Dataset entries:
···
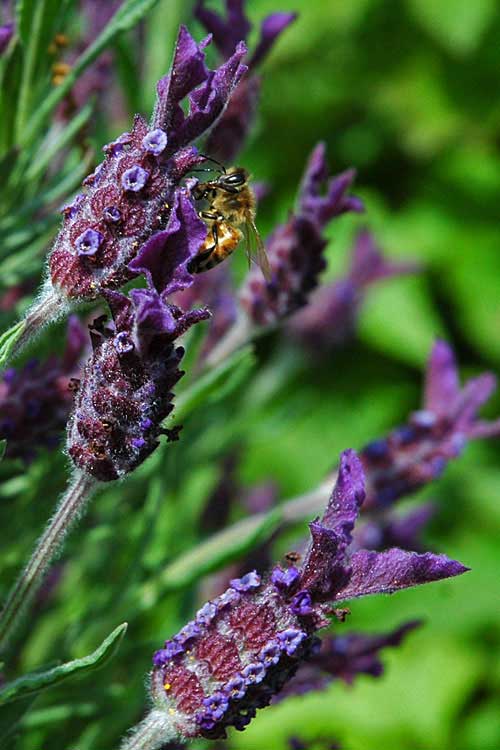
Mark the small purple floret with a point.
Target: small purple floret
(88, 242)
(206, 614)
(302, 604)
(285, 579)
(248, 582)
(112, 214)
(270, 654)
(123, 343)
(134, 179)
(291, 639)
(155, 141)
(235, 688)
(254, 673)
(188, 632)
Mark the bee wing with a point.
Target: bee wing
(255, 248)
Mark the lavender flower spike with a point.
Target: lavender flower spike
(228, 135)
(35, 401)
(330, 317)
(295, 249)
(260, 630)
(126, 389)
(128, 200)
(418, 452)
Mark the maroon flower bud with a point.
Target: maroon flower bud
(129, 198)
(126, 390)
(35, 401)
···
Requirement: The result should be a verbatim copy of the data, free of pictures.

Response to this exercise:
Mark the small purple floret with a point.
Target: small purple floret
(88, 242)
(206, 614)
(302, 604)
(285, 579)
(248, 582)
(112, 214)
(270, 654)
(123, 343)
(134, 179)
(291, 639)
(155, 141)
(235, 688)
(254, 673)
(188, 632)
Mark the bee wing with a point.
Target: bee wing
(255, 248)
Mark the lavender flower spike with a point.
Target: lavender flower spike
(228, 135)
(35, 401)
(330, 317)
(295, 249)
(260, 630)
(126, 389)
(128, 200)
(418, 452)
Mark the maroon flower bud with a point.
Target: maroon flower bud
(129, 198)
(126, 390)
(35, 401)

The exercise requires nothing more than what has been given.